WORK TO BE COMPLETED:
Express the rows below as a two-column CSV with the headers "prompt" and "points", using one CSV line for each row's request. Put the request text and its answer each in a single quoted field, replace any line breaks with spaces, and omit the pictures.

ENTRIES:
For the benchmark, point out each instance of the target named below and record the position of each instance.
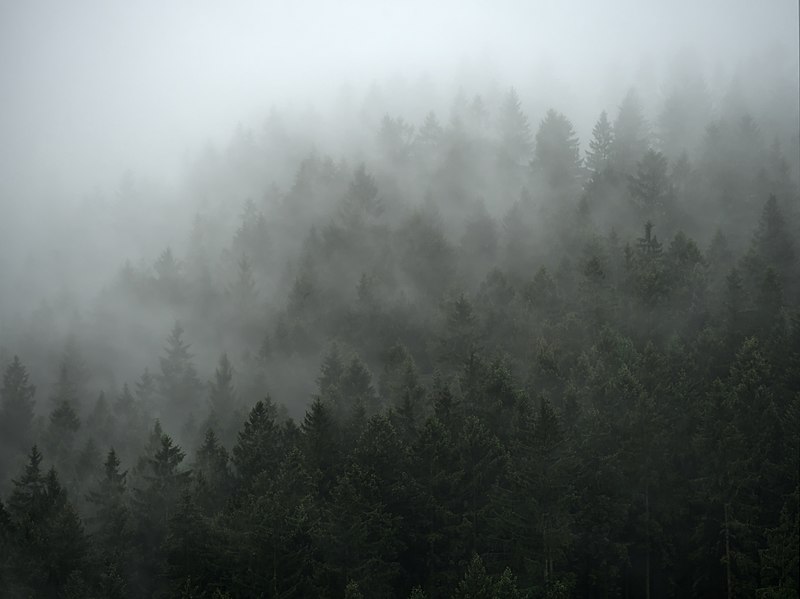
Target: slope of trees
(498, 370)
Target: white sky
(89, 88)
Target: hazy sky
(90, 88)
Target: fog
(432, 297)
(91, 89)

RESPONSE BELOW:
prompt,points
"For the benchmark, point out each instance of the target named below and record the position of each instance. Target: slope of trees","(498, 370)"
"Target: white sky","(89, 88)"
"Target: hazy sky","(90, 88)"
"Target: fog","(432, 297) (91, 89)"